Christian Petitcolas : Le cursus tel qu’il est organisé met en cause, pas seulement le diplôme lui-même, mais l’ensemble de l’architecture des diplômes conçus dans le cadre de la 17ème CPC. Jusqu’à maintenant, la voie professionnelle était bien identifiée avec des CAP dont la vocation première était l’insertion et l’objectif à terme d’aller vers le brevet professionnel. L’architecture permettait d’arriver au niveau IV avec un cursus en 4 ans, comprenant donc le BEP suivi du bac pro. Sachant qu’il existe également un bac technologique dont la vocation est la poursuite des études pour atteindre bac plus 2.
Cette fois, on est sur un cursus en trois ans avec des objectifs aussi européens : 80% d’une classe d’âge doivent parvenir au niveau IV et le bac professionnel en fait partie. Le bac professionnel se développe dans cet esprit et ce n’est pas propre à l’hôtellerie.
+===+
▶ _Exploration du texte_
[1] Relevez tous les diplômes cités dans l'extrait sur la voie professionnelle.
[2] Prolongez l'extrait sur la voie professionnelle à la suite de sa dernière phrase.

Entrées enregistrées
+===+
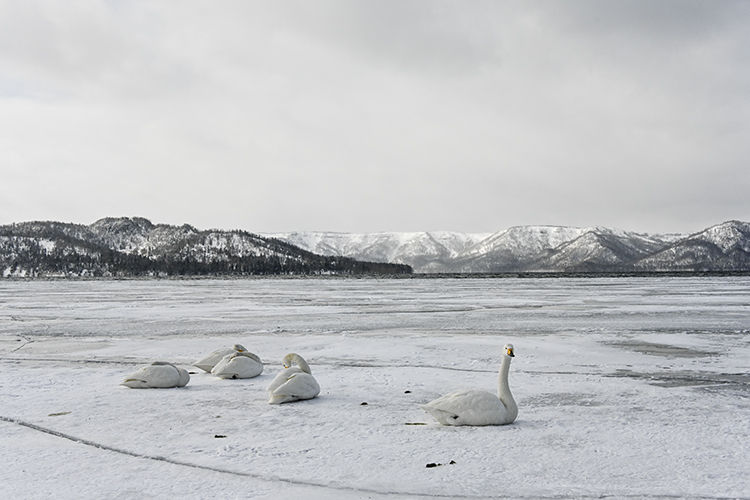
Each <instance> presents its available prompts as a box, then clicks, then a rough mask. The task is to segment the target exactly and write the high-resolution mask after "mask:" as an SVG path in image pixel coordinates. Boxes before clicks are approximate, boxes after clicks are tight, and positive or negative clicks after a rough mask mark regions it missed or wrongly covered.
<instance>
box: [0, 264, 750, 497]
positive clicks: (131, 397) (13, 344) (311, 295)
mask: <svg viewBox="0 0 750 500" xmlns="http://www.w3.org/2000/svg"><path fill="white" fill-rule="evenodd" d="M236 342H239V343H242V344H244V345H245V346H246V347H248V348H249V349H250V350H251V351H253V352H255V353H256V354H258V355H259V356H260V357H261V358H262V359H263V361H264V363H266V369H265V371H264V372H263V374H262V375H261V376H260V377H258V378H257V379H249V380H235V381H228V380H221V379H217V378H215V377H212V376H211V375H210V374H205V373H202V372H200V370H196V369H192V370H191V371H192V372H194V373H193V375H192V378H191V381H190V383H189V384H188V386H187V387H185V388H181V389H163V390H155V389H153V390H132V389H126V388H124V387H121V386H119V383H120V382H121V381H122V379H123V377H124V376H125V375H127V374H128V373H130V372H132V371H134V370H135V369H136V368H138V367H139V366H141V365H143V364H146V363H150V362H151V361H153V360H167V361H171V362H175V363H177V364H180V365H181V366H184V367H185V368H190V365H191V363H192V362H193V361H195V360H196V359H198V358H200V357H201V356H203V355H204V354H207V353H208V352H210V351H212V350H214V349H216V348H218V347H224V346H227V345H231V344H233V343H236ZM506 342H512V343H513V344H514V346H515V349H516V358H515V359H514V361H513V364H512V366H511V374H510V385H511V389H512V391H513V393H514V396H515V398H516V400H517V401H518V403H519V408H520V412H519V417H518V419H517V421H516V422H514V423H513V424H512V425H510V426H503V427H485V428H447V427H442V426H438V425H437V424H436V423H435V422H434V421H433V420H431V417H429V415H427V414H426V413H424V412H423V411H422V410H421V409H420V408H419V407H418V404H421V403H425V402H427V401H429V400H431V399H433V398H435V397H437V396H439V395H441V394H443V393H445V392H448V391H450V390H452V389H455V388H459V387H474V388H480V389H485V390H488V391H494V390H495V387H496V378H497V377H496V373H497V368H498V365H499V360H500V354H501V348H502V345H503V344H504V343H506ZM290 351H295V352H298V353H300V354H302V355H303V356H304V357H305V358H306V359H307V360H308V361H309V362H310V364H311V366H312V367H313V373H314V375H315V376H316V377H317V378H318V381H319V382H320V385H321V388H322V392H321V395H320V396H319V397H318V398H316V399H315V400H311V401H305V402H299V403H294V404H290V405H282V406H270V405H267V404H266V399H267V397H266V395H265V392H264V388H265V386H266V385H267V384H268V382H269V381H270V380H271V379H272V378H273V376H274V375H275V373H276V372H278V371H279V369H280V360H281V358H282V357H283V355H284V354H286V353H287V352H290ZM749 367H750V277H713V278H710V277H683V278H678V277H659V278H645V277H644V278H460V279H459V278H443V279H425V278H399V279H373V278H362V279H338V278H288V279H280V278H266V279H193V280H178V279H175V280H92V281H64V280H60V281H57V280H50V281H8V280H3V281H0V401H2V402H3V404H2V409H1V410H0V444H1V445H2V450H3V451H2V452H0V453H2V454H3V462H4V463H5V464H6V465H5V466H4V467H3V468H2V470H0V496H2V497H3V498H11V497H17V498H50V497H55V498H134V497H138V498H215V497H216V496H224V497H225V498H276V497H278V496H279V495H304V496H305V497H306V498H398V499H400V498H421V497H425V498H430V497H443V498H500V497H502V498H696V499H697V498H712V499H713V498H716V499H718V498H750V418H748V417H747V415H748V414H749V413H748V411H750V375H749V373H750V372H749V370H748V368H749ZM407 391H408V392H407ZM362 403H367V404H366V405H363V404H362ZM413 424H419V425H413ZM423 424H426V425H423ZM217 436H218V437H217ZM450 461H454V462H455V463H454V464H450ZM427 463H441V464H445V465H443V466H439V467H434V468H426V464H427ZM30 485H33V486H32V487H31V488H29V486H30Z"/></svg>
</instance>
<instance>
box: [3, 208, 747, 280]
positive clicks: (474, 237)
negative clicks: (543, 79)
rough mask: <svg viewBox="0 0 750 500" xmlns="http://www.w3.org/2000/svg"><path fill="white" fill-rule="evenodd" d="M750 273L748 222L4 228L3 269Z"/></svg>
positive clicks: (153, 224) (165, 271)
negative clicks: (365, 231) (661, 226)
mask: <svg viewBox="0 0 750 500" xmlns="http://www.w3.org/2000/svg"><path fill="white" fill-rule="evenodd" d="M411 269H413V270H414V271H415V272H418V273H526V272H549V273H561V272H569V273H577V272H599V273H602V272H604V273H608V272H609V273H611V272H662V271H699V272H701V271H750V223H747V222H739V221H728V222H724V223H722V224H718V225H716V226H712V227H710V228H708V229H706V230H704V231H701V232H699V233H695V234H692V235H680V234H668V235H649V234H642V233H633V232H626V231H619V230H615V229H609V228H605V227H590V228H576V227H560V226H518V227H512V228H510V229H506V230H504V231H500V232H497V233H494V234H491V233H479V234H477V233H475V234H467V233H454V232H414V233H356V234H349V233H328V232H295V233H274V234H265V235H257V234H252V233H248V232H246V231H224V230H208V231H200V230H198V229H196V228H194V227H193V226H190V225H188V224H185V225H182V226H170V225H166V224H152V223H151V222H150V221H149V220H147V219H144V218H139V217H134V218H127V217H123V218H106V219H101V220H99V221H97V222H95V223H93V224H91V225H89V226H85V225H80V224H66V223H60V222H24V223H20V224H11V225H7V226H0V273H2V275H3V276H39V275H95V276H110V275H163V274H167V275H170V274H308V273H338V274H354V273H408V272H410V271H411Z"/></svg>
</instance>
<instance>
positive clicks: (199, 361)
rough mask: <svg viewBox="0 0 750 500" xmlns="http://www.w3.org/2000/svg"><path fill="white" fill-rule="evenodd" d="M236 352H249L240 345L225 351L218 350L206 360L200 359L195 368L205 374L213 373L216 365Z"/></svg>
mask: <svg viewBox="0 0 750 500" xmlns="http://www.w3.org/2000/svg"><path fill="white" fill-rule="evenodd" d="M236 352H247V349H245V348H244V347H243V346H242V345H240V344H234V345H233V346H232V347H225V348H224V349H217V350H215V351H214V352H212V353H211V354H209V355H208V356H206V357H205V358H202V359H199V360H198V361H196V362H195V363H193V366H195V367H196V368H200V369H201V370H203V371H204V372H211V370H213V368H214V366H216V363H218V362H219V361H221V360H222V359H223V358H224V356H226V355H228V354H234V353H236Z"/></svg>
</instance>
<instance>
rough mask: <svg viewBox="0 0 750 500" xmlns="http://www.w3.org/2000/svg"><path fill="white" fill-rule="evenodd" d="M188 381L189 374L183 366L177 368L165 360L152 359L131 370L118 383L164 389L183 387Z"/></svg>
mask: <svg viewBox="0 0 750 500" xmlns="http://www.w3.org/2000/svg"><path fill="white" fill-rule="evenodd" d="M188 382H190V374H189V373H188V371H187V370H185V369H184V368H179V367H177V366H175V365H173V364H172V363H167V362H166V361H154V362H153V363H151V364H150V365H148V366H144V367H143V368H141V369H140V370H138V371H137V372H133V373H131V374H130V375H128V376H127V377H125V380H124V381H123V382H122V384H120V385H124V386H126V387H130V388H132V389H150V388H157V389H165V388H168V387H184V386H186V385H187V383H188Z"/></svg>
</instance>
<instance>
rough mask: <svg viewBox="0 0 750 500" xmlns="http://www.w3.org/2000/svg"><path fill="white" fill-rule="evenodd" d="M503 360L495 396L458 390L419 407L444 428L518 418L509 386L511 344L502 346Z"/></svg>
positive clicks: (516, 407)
+===+
▶ _Réponses par consigne_
[1] CAP, brevet professionnel, BEP, bac professionnel, bac technologique

[2]
Christian Navet : Ce que nous constatons, nous, c’est qu’il est mis en danger une filière qui fonctionnait bien. Il y avait entre 10 et 11 000 jeunes qui quittaient la filière après le BEP. Ils sortaient pour différentes raisons, pas assez motivés pour la poursuite des études, parce qu’ils n’avaient pas le niveau ou pour des questions financières. Ces jeunes qui entraient sur le marché du travail, nous ne les aurons plus. Si en face du bac en trois ans, des ouvertures de CAP ne sont pas prévues, nous allons nous trouver avec un déficit de jeunes employables dans peu de temps. Deuxième souci, dans le cadre de l’apprentissage, les professionnels vont devoir prendre des contrats sur trois ans, certains n’ont pas envi de s’engager sur trois ans, d’autres n’ont pas le niveau. Un maître d’apprentissage doit avoir un niveau requis pour former au niveau IV. Il y a un tas de problématiques sur lesquelles le ministère n’a pas réfléchi. Le principe d’un bac 3 ans est peut-être valable pour certaines filières. Pour la nôtre, il aurait fallu se pencher davantage sur les conséquences. Nous avons demandé un délai jusqu’à 2010 voire 2011 pour juger des expérimentations aujourd’hui malheureusement trop nombreuses à notre goût car si nous sommes selon le ministère en période d’expérimentation, nous trouvons ça absolument scandaleux que des recteurs obligent actuellement l’ensemble des lycées et des CFA a passer au bac professionnel en 3 ans au lieu de mettre un lycée en test par académie par exemple. Résultat, certains étalent les deux années de BEP sur trois ans, d’autres ramassent les deux années de BEP en un an… Si bien que tous les jeunes qui vont sortir actuellement de ce cursus n’auront pas les mêmes compétences. Pour nous, c’est grave.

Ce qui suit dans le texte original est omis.